__Excerpt to read__
▼

Shortest distance between a point inside a cube and the surface of the cube

Question

Given an axis aligned 3D rectangle with vertex (x₁, y₁, z₁) and opposite vertex (x₂, y₂, z₂), how do I find the shortest distance between a point inside the prism and the surface of the prism?

Answer 1

It sounds as if you're describing a prism whose set of vertices is $$\{x_1,x_2\}\times\{y_1,y_2\}\times\{z_1,z_2\}.$$ Put another way, the vertices are the eight points $(x,y,z)$ such that $x=x_i,$ $y=y_j,$ and $z=z_k$ for some $i,j,k$ chosen from the set $\{1,2\}.$ I assume further that $x_1\neq x_2,$ $y_1\neq y_2,$ and $z_1\neq z_2,$ or there will be no "inside" to speak of.

If that's correct, then its faces are rectangles in one of the six following planes:

1. $x=x_1,$
2. $x=x_2,$
3. $y=y_1,$
4. $y=y_2,$
5. $z=z_1,$
6. $z=z_2.$

Choosing an arbitrary point $(x,y,z)$ inside the prism, the distance to the surface will necessarily be along a line segment from $(x,y,z)$ to the nearest face (or one of the nearest faces, in case of a tie), and so to (one of) the nearest of the six planes above. Such a line segment will be orthogonal to said plane, so for example, the line segment orthogonal to plane number 5 goes from $(x,y,z)$ to $(x,y,z_1),$ so the distance to that plane is $|z-z_1|.$

Thus, to determine the shortest distance to the surface of the prism, we need only determine the shortest distance to one of the six planes from $(x,y,z),$ that is: $$\min\bigl(|x-x_1|,|x-x_2|,|y-y_1|,|y-y_2|,|z-z_1|,|z-z_2|\bigr).$$

▲

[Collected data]
▼

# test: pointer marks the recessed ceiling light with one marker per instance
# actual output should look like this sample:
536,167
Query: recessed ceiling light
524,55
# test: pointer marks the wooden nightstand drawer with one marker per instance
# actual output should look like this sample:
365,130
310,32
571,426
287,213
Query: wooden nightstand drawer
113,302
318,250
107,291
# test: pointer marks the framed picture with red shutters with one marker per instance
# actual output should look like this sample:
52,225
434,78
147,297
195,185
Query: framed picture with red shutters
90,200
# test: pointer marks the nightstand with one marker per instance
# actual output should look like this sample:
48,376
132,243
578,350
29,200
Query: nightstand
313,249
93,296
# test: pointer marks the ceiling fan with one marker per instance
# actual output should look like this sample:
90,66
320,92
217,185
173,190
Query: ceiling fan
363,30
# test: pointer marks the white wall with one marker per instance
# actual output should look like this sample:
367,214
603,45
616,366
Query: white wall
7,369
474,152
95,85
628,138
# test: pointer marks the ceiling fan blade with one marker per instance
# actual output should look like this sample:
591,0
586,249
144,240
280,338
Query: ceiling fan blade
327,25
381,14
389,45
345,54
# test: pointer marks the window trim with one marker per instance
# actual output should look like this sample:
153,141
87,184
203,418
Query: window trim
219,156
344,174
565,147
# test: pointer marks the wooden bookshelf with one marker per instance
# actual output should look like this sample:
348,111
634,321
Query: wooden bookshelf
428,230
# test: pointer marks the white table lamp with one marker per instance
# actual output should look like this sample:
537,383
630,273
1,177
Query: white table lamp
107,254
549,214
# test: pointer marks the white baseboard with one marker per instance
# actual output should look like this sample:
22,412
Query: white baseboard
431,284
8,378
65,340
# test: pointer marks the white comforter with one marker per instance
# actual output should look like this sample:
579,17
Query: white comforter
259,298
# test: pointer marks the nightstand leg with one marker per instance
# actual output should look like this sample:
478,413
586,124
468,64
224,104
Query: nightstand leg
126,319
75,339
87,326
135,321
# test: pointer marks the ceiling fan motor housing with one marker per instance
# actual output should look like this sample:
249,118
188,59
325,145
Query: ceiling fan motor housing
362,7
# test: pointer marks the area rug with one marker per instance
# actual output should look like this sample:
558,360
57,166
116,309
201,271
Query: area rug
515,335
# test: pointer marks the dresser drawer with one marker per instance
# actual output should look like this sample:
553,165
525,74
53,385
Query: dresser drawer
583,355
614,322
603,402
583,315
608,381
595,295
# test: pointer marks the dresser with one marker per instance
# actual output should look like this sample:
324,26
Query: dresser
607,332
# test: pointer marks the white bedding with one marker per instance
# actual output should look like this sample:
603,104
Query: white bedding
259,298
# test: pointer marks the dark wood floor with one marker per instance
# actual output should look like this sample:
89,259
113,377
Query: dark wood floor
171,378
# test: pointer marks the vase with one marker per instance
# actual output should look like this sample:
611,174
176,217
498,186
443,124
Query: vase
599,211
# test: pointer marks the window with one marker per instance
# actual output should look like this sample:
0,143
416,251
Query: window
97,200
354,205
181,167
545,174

▲

__Exercises__
1. List every plane named in the thread as containing a face of the prism.
2. Please duplicate the part of the thread between "It sounds as" and "to speak of.", inclusive.

__Response list__
1.
x = x₁
x = x₂
y = y₁
y = y₂
z = z₁
z = z₂

2.
It sounds as if you're describing a prism whose set of vertices is $$\{x_1,x_2\}\times\{y_1,y_2\}\times\{z_1,z_2\}.$$ Put another way, the vertices are the eight points $(x,y,z)$ such that $x=x_i,$ $y=y_j,$ and $z=z_k$ for some $i,j,k$ chosen from the set $\{1,2\}.$ I assume further that $x_1\neq x_2,$ $y_1\neq y_2,$ and $z_1\neq z_2,$ or there will be no "inside" to speak of.